• _RECORDS SHOWN_:
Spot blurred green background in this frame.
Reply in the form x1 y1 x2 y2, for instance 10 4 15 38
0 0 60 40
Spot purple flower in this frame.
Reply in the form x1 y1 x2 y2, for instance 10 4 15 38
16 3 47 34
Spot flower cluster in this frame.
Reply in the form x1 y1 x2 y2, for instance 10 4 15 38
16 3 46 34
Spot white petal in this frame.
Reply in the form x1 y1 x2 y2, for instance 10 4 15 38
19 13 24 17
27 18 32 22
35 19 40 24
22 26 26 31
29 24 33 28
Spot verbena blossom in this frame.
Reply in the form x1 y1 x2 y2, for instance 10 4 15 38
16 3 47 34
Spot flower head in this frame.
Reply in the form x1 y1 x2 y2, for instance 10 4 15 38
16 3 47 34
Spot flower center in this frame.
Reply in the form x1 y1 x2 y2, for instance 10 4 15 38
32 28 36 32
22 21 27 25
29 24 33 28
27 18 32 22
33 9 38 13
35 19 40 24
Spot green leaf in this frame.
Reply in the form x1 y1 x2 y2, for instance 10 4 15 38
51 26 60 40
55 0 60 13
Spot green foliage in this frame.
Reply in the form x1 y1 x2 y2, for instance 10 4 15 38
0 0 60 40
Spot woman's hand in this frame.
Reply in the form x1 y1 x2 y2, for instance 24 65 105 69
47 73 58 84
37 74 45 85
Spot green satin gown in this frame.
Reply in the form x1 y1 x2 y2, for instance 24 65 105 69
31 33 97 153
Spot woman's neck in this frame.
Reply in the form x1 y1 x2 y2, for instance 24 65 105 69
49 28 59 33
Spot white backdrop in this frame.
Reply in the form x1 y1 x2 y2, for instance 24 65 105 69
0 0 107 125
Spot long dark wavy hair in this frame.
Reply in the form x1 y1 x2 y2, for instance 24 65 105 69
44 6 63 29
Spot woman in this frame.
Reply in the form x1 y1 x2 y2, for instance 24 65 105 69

• _GOAL_:
Starting at the line that contains "Spot flower head in this frame." and ending with the line that contains "37 74 45 85", reproduce the records with "Spot" changed to "Locate" and everything else left as it is. Return only those lines.

• _FULL SOLUTION_:
Locate flower head in this frame.
Reply in the form x1 y1 x2 y2, for instance 10 4 15 38
16 3 47 34
Locate flower center in this frame.
Reply in the form x1 y1 x2 y2, for instance 10 4 15 38
32 28 36 32
22 21 27 25
29 24 33 28
27 18 32 22
33 9 38 13
35 19 40 24
Locate green leaf in this frame.
Reply in the form x1 y1 x2 y2, for instance 10 4 15 38
51 26 60 40
55 0 60 13
Locate green foliage in this frame.
Reply in the form x1 y1 x2 y2, for instance 10 4 15 38
0 0 60 40
Locate woman's hand in this frame.
Reply in the form x1 y1 x2 y2, for instance 24 65 105 69
47 73 58 84
37 74 45 85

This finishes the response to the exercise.